→ **Problem details**
Continue the book review of Anna Burke's novel Thorn below, starting right after its last sentence.

→ **Excerpt to read**
-- START --

Tuesday, February 12, 2019

Book Review: 'Thorn' by Anna Burke

Thorn by Anna  Burke
A fascinating and entertaining reflection on Beauty and the Beast

Massachusetts author Anna Burke earned her degrees in English Literature and Studio Art from Smith College and now is working toward her MFA in Creative Writing at Emerson College. Her debut novel was the successful COMPASS ROSE, and now THORN continues to reinforce her stature as an important new author. 

Not only is Anna Burke in possession of a fine gift for writing in general, but also add to that her sensitivity to writing fantasy fiction in which the main characters are women. Anna knows how to write LGBT stories in such a style that the gender factor is purely additive and not the sole reason for the story. Yes, this is a lesbian-centric novel, a factor that enhances the action even more.

-- END --

→ **Given data**

-- START --

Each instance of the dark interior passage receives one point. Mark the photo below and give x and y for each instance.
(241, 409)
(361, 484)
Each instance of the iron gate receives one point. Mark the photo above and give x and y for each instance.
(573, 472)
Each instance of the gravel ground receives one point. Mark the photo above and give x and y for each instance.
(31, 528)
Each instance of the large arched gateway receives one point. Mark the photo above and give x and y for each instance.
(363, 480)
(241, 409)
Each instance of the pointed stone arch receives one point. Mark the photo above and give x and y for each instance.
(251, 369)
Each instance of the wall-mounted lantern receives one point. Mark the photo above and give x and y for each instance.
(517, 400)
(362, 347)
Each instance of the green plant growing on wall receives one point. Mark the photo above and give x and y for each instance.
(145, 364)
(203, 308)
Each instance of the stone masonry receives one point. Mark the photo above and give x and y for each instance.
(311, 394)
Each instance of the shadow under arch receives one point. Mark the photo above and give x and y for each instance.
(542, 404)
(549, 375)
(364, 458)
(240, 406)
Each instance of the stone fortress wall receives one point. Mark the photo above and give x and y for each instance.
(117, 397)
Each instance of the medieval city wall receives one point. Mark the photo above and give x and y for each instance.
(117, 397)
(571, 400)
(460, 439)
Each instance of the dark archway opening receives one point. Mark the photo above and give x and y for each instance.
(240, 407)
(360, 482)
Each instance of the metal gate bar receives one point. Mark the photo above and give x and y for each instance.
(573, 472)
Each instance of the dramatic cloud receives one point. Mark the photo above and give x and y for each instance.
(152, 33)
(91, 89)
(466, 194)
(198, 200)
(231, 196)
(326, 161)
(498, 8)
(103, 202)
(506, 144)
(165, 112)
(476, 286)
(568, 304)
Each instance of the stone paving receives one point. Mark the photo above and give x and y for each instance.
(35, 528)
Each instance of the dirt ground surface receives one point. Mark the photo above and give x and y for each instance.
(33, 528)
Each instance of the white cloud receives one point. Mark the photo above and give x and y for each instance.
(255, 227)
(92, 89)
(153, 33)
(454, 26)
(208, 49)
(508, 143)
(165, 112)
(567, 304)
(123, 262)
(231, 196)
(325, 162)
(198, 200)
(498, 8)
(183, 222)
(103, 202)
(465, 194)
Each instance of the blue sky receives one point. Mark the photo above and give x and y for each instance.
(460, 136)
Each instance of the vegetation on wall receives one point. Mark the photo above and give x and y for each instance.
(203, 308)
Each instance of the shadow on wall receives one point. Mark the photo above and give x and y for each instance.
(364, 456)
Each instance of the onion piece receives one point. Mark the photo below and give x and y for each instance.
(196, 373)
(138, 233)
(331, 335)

-- END --

→ **Result below**
The synopsis outlines the plot well: ‘On a cold day deep in the heart of winter, Rowan’s father returns from an ill-fated hunting trip bearing a single, white rose. The Huntress, a figure out of legend, follows the rose. Tall, cruel, and achingly beautiful, she brings Rowan back with her to a mountain fastness populated solely by the creatures of the hunt. Rowan, who once scorned the villagers for their superstitions, now finds herself at the heart of a curse with roots as deep as the mountains, ruled by an old magic that is as insidious as the touch of the winter rose. Torn between her family loyalties, her guilty relief at escaping her betrothal to the charming but arrogant Avery Lockland, and her complicated feelings for the Huntress, Rowan must find a way to break the curse before it destroys everything she loves. There is only one problem—if she can find a way to lift the curse, she will have to return to the life she left behind. And the only thing more unbearable than endless winter is facing a lifetime of springs without the Huntress.’

Very fine writing - a unique style of presentation and character development, the future of Anna Burke appears solidly assured. Recommended. 







Editor's note: This review has been published with the permission of Grady Harp. Like what you read? Subscribe to the SFRB's free daily email notice so you can be up-to-date on our latest articles. Scroll up this page to the sign-up field on your right.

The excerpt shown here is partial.